Les risques spécifiques à une intervention de travail, par exemple les risques liés à l’utilisation d’une débroussailleuse, ne sont pas pris en compte pour la CLS. En effet, ce niveau de détail sera pris en compte par le donneur d’ordre (ligne d’action comme précisé précédemment dans ce mémoire).
Dans la partie relative à l’analyse des risques, la CLS impose aussi l’identification et le traitement d’un scénario d’urgence. L’objectif est :
– d’identifier les situations d’urgence potentielles pouvant avoir des impacts indésirables sur la santé/sécurité au travail, et/ou sur l’environnement,
– de rappeler les moyens de prévention en place et les conduites à tenir.
Dans cette situation, le scénario d’un feu de forêt a été imaginé et traité. C’est un accident qui a des conséquences environnementales mais aussi humaines si des personnes travaillent en environnement forestier, ce qui est le cas pour les trois sites de mesures compensatoires.
Les risques résiduels, c’est-à-dire les risques qui subsistent après que toutes les mesures de prévention et de protection aient été appliquées, sont aussi pris en compte. Dans ce cas-là, le dossier de CLS explique les conduites à tenir en cas d’accident.

Lignes de données:
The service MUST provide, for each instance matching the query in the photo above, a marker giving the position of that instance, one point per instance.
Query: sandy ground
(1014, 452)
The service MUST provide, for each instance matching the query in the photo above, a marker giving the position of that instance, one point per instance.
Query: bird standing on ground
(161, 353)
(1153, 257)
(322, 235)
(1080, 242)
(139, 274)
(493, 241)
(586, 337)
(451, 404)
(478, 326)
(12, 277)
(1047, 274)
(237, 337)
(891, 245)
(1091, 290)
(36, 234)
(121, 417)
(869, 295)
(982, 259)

Les consignes:
**a)** Reproduis tel quel, du premier au dernier mot, le texte sur l'analyse des risques.
**b)** Dans les enregistrements, en partant de la première ligne et en finissant par celle qui contient « (1014, 452) », renomme « sandy ground » en « muddy ground ». Ne redonne que ces lignes, sans rien y changer d'autre.

Solutions détaillées:
**a)**
Les risques spécifiques à une intervention de travail, par exemple les risques liés à l’utilisation d’une débroussailleuse, ne sont pas pris en compte pour la CLS. En effet, ce niveau de détail sera pris en compte par le donneur d’ordre (ligne d’action comme précisé précédemment dans ce mémoire).
Dans la partie relative à l’analyse des risques, la CLS impose aussi l’identification et le traitement d’un scénario d’urgence. L’objectif est :
– d’identifier les situations d’urgence potentielles pouvant avoir des impacts indésirables sur la santé/sécurité au travail, et/ou sur l’environnement,
– de rappeler les moyens de prévention en place et les conduites à tenir.
Dans cette situation, le scénario d’un feu de forêt a été imaginé et traité. C’est un accident qui a des conséquences environnementales mais aussi humaines si des personnes travaillent en environnement forestier, ce qui est le cas pour les trois sites de mesures compensatoires.
Les risques résiduels, c’est-à-dire les risques qui subsistent après que toutes les mesures de prévention et de protection aient été appliquées, sont aussi pris en compte. Dans ce cas-là, le dossier de CLS explique les conduites à tenir en cas d’accident.

**b)**
The service MUST provide, for each instance matching the query in the photo above, a marker giving the position of that instance, one point per instance.
Query: muddy ground
(1014, 452)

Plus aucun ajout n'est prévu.